#### Written exercise:
List every line of the data that contains the word "reflection", treating uppercase and lowercase letters as different.

(Collection entries)
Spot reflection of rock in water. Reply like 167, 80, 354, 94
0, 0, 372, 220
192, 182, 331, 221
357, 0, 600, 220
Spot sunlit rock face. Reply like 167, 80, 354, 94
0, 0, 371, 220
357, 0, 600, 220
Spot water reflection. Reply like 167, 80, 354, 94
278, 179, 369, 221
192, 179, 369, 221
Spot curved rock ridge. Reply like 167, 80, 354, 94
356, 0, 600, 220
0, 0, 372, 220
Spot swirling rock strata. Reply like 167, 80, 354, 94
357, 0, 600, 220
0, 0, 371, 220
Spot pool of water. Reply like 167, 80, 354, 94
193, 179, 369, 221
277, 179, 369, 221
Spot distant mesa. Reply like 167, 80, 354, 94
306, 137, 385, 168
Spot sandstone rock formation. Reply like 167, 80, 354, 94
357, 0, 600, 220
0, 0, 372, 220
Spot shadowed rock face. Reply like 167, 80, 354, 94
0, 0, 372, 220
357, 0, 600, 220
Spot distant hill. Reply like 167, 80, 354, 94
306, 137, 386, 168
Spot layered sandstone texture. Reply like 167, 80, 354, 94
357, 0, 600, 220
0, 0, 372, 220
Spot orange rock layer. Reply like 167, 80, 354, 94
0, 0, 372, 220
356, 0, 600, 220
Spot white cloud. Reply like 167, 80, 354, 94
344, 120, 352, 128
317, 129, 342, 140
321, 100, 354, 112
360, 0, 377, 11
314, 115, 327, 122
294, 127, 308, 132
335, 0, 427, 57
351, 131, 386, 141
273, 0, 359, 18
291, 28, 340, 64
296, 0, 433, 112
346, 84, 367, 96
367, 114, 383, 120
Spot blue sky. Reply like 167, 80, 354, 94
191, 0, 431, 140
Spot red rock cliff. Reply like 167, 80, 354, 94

#### Response for this exercise:
Spot reflection of rock in water. Reply like 167, 80, 354, 94
Spot water reflection. Reply like 167, 80, 354, 94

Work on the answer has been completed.